#### EXTRACTED TEXT

Cardiac Arrest vs Heart Attack
Do you know the difference between a heart attack and Sudden Cardiac Arrest?  Most people think that these two terms can be used interchangeably.  The truth behind the matter is that a heart attack and sudden cardiac arrest are two completely different conditions; each with its’ own set of symptoms.


A heat attack can be referred to as a “plumbing” or “circulation” problem where a blockage occurs in the artery and prevents blood from traveling to the heart. Symptoms of a heart attack vary between males and females.  Symptoms typically include tightness and discomfort in the chest and/or back, difficulty breathing, and nausea or vomiting.  In most cases, symptoms of a heart attack are gradual and can last from hours to weeks before a heart attack actually occurs.  This means that during a heart attack, most people are conscious and have a pulse.  A heart attack can eventually lead into cardiac arrest if left untreated.

########
#### DATA EXTRACTS

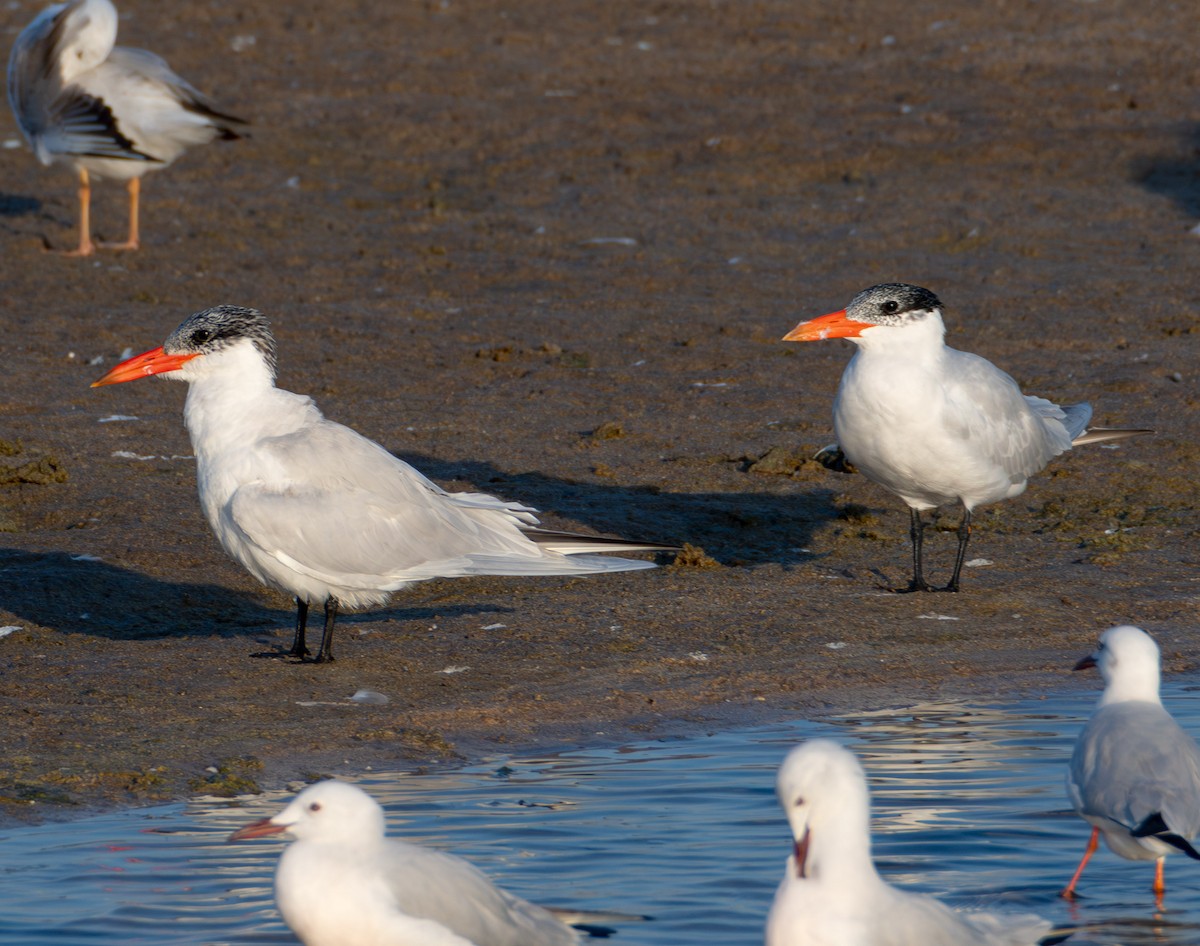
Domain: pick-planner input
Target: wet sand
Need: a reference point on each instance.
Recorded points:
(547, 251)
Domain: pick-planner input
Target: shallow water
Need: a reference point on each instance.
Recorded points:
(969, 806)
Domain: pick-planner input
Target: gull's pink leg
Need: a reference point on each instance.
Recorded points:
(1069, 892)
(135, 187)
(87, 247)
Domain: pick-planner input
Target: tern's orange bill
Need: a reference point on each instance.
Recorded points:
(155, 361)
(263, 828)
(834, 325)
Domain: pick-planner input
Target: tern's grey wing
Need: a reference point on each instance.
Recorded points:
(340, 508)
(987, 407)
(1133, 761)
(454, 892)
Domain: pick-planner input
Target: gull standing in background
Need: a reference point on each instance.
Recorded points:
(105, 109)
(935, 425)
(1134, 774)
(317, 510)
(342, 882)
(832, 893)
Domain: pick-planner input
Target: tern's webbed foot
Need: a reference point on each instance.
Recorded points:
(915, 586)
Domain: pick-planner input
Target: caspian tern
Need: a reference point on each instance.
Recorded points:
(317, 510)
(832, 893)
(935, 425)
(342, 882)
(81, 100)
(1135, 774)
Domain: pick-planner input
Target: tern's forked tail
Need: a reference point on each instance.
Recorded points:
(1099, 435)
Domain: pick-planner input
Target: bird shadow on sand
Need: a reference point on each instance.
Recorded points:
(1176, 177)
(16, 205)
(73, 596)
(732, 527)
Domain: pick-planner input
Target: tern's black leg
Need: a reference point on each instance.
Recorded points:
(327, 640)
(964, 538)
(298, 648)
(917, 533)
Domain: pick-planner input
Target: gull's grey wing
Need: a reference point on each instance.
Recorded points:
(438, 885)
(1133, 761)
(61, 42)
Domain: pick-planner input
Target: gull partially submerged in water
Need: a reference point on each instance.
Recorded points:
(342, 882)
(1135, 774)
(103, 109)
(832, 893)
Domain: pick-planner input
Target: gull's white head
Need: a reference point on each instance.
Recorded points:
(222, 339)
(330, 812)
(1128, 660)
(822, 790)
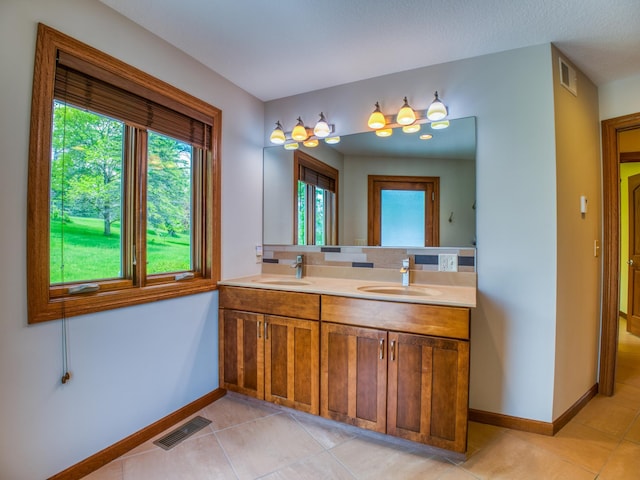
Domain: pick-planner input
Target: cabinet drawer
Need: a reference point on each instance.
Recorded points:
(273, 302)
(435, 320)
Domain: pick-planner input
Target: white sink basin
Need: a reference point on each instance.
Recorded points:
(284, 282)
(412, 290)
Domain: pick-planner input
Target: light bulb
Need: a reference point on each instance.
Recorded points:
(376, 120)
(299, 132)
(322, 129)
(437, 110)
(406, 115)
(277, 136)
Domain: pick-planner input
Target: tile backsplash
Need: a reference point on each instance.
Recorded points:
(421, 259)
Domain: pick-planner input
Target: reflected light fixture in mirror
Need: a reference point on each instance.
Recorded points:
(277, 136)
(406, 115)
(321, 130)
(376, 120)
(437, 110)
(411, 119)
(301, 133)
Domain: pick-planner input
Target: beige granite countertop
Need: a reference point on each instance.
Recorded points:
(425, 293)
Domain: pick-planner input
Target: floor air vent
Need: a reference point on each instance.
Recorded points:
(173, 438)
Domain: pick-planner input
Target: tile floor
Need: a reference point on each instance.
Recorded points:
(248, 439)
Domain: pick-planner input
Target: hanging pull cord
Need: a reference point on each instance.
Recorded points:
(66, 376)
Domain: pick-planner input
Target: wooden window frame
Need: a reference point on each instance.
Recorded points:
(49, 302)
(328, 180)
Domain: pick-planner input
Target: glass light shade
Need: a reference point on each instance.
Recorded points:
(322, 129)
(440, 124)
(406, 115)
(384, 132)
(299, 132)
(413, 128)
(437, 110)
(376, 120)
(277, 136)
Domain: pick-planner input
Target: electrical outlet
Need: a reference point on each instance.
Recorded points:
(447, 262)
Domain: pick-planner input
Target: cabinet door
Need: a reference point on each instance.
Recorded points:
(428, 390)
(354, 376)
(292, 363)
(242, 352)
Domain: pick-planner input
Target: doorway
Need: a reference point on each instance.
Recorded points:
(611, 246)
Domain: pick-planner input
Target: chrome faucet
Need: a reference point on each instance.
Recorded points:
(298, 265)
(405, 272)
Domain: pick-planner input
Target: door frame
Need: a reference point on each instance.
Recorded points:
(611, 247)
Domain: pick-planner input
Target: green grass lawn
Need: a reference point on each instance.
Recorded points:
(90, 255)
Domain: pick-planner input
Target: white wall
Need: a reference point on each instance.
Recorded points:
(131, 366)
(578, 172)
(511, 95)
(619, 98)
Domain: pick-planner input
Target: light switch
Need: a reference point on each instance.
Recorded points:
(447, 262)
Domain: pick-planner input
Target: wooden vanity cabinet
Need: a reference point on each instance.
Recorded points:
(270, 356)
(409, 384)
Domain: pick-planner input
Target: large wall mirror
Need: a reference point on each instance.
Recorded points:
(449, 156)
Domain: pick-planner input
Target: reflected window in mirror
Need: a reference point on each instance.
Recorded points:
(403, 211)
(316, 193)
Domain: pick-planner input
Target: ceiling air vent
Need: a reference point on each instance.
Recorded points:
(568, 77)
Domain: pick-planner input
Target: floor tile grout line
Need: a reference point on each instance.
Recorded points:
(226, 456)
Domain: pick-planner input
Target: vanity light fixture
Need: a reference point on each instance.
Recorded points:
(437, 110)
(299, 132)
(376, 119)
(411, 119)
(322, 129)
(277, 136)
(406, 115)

########
#### DATA EXTRACTS

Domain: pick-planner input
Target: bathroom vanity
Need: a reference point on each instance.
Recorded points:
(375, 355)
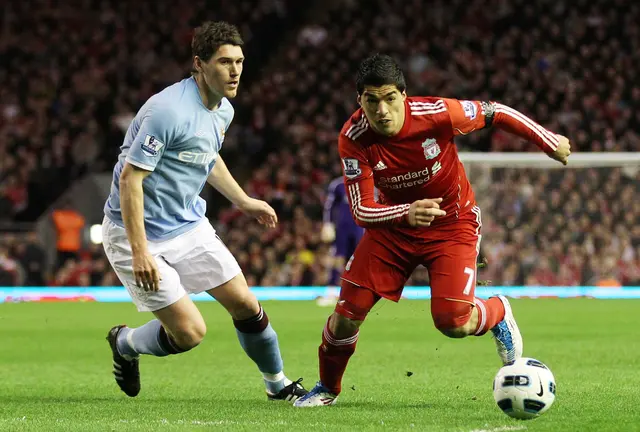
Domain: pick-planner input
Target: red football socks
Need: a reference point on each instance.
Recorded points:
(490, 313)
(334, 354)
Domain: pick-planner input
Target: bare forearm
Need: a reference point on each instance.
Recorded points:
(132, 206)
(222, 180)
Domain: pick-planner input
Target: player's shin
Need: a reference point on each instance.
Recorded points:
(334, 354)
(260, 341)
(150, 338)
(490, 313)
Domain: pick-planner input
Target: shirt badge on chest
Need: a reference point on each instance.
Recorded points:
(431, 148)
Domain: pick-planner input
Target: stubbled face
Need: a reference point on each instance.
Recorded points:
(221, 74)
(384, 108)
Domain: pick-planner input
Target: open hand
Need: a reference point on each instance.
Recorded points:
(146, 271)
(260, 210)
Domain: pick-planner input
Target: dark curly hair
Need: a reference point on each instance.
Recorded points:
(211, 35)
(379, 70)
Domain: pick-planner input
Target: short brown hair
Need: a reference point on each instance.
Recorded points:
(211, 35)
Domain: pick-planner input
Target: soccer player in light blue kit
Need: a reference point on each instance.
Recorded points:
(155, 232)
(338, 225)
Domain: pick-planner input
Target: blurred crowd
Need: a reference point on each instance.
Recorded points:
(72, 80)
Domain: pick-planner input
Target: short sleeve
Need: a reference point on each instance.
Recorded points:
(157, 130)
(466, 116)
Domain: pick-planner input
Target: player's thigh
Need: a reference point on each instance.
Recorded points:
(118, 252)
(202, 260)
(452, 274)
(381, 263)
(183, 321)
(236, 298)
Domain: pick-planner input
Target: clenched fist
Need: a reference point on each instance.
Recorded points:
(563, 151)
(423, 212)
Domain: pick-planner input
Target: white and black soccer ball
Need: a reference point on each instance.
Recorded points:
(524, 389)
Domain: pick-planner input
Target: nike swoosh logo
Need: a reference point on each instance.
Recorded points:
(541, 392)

########

● **INSTRUCTIONS**:
**A)** Answer these questions about the text on cardiac arrest and heart attack:
(i) How do most people think the two terms can be used?
(ii) What kind of problem can a heart attack be referred to as?
(iii) How long can heart attack symptoms last before the attack actually occurs?
**B)** List the typical symptoms of a heart attack named in the text on cardiac arrest and heart attack.
**C)** Continue the text on cardiac arrest and heart attack from its last sentence.

● **EXERCISE RESPONSES**:
**A)**
(i) Interchangeably.
(ii) A "plumbing" or "circulation" problem.
(iii) From hours to weeks.

**B)**
- Tightness and discomfort in the chest and/or back
- Difficulty breathing
- Nausea or vomiting

**C)**
On the other hand, sudden cardiac arrest is known as an “electrical” problem where an electrical malfunction occurs in the heart and causes the rhythm of the heart to become irregular and chaotic.  Since the heart is not able to beat properly, the pumping action is disturbed, which prevents the blood from being pumped to vital organs such as the brain and the lungs.  This erratic rhythm can eventually lead to a “flat line” or no rhythm at all.
The scary, but true fact about sudden cardiac arrest is that there really are no symptoms.  When a person goes into cardiac arrest, they lose consciousness within seconds and become unresponsive, with no detectable pulse.  A sudden cardiac arrest victim has a 10-minute time-frame to be saved before brain damage sets in and in most cases death.  This critical time-frame is when high-quality CPR and an Automated External Defibrillator (AED) are needed the most.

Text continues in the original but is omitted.